**EXERCISE:** Word for word, reproduce the data that follows.

Items listed in a dataset
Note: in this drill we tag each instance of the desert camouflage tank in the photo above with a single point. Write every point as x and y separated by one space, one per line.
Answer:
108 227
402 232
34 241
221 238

**RESPONSE TO THIS EXERCISE:**
Note: in this drill we tag each instance of the desert camouflage tank in the photo above with a single point. Write every point as x and y separated by one space, one per line.
Answer:
108 227
402 232
34 241
221 238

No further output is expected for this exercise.